ZITIERTER TEXT –
————————

Schäden in Kaverne I: Fassinhalte ausgetreten
„Wir hatten bei Öffnung der Kaverne I bereits mit größeren Schäden gerechnet. Das Ausmaß übertrifft aber unsere Befürchtungen“, sagte Robert Habeck.
Der Betreiber des Kernkraftwerks hatte Anfang dieser Woche mit der Inspektion mittels einer Spezialkamera begonnen. Bis zum 24. September wurden 36 der 120 Fässer inspiziert. 17 davon gelten als stark beschädigt. Es handelt sich ausschließlich um Fässer mit Verdampferkonzentrat.
Wie bereits in der Kaverne II kam es auch hier zum Austritt von Fassinhalten. Das schwach- bis mittelradioaktive Verdampferkonzentrat klebt an Fassstapeln und hat sich außerdem am Kavernenboden gesammelt. Auch hier sind Fässer nicht konzentrisch übereinander abgestellt. An einem Fassstapel ist das unterste Fass unter dem Gewicht der fünf darüber gestapelten Fässer (ca. 1000 Kilogramm) schräg in sich zusammengesunken, etwa um 30 Zentimeter. Mit den nun inspizierten Fässern erhöht sich die Gesamtzahl der schwer beschädigten Fässer in den Kavernen auf 55 bei insgesamt bislang 251 untersuchten Fässern in den 4 inspizierten Kavernen. Mit weiteren zerstörten Fässern ist zu rechnen.

————————

Auszug aus einem Datensatz
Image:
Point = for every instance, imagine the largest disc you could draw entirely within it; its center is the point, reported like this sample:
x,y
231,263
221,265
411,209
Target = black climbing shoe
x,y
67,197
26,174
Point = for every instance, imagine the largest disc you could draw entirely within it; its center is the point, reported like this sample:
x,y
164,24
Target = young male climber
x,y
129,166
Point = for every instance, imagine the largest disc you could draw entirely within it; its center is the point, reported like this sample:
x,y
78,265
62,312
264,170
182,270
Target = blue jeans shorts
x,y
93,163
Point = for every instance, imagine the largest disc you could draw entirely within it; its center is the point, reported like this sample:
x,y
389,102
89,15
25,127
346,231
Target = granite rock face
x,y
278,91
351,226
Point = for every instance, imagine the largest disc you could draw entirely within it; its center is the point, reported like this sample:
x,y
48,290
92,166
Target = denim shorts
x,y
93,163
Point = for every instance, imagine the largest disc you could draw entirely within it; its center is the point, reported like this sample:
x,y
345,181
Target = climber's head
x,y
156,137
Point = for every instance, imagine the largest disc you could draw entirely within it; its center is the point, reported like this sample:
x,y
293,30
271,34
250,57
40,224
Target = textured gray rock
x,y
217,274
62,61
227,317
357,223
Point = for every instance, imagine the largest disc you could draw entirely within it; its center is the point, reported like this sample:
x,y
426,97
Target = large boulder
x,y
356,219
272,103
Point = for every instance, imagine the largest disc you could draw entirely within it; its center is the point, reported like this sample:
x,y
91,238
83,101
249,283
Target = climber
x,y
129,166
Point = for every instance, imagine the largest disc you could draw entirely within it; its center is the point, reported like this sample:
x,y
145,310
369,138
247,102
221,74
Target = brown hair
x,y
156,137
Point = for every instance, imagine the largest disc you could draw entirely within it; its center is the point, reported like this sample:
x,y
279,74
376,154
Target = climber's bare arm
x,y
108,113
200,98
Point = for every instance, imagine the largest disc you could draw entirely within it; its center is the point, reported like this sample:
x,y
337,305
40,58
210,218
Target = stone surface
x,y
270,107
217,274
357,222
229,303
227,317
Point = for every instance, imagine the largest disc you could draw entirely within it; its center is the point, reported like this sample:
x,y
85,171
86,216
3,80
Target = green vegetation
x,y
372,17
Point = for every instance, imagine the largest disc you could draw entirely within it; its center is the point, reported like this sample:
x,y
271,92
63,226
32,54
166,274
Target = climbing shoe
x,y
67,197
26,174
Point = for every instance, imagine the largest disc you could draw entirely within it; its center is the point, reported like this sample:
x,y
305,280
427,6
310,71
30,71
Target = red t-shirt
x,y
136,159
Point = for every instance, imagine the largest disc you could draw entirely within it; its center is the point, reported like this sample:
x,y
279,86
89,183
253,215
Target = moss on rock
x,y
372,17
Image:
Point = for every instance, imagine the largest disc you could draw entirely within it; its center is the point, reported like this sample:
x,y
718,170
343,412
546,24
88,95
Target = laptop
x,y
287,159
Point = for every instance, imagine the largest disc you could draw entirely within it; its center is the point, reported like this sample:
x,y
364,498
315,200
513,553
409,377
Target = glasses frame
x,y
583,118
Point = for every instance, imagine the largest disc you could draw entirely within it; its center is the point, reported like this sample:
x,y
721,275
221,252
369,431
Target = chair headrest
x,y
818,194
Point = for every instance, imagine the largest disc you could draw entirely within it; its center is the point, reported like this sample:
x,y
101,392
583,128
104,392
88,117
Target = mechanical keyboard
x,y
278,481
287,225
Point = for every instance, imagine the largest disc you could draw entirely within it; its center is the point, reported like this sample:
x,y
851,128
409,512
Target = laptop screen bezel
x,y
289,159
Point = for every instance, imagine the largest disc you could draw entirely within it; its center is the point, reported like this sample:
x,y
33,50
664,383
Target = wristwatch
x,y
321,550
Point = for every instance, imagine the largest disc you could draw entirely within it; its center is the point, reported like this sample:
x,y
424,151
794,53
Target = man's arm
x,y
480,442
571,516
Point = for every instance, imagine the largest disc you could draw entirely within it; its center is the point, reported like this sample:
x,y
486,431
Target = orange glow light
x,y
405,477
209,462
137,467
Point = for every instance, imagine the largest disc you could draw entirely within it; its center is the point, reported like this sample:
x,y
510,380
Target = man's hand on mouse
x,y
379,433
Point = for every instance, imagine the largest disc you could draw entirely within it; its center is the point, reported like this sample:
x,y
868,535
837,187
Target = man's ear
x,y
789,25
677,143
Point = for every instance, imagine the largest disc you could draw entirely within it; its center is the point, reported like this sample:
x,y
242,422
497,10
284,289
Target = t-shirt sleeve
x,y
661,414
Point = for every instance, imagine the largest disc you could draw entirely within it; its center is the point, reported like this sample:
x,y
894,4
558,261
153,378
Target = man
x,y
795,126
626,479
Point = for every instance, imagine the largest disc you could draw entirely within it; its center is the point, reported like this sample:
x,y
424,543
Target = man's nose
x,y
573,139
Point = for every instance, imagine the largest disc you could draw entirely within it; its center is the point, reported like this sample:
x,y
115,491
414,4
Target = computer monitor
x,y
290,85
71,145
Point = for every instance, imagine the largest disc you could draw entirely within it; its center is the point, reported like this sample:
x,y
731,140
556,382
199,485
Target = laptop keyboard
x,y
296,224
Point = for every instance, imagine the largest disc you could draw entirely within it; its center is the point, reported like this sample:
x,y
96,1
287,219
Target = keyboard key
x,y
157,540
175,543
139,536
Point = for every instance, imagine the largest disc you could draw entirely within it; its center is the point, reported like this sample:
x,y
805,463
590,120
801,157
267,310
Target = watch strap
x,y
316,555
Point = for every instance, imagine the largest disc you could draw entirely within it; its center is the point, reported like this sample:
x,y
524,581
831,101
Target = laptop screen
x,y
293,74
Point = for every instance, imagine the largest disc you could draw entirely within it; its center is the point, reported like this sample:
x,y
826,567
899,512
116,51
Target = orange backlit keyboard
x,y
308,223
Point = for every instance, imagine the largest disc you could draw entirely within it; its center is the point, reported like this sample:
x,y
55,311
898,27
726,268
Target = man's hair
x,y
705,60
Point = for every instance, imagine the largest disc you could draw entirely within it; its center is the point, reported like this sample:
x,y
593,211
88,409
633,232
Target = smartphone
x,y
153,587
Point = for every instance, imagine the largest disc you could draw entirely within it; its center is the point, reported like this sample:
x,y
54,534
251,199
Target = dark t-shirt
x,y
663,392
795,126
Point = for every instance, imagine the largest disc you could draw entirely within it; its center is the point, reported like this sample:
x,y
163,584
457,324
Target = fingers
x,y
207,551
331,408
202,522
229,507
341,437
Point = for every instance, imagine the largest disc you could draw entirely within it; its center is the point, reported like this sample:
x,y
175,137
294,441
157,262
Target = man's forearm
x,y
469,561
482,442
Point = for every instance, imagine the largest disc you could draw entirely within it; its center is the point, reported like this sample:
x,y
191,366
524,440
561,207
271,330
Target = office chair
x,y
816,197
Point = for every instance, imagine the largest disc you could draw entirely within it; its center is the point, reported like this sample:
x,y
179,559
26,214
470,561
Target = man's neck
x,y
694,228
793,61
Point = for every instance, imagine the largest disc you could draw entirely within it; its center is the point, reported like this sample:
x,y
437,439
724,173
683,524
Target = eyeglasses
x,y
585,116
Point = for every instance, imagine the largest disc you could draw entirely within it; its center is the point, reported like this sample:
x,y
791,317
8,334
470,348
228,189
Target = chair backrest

————————

AUFGABE –
Stimmen die Aussagen (a), (b) und (c) mit dem Text über die Schäden in Kaverne I überein? Antworte jeweils mit Ja oder Nein und zitiere die entscheidenden Worte des Textes wörtlich.
(a) Bis zum 24. September wurden alle 120 Fässer in Kaverne I inspiziert.
(b) An einem Fassstapel ist das unterste Fass um etwa 30 Zentimeter zusammengesunken.
(c) In den vier inspizierten Kavernen wurden bislang insgesamt 55 Fässer untersucht.
Die Einträge haben mit dem Text nichts zu tun.

LÖSUNG –
(a) Nein: „Bis zum 24. September wurden 36 der 120 Fässer inspiziert.“
(b) Ja: „schräg in sich zusammengesunken, etwa um 30 Zentimeter“
(c) Nein: „bei insgesamt bislang 251 untersuchten Fässern in den 4 inspizierten Kavernen“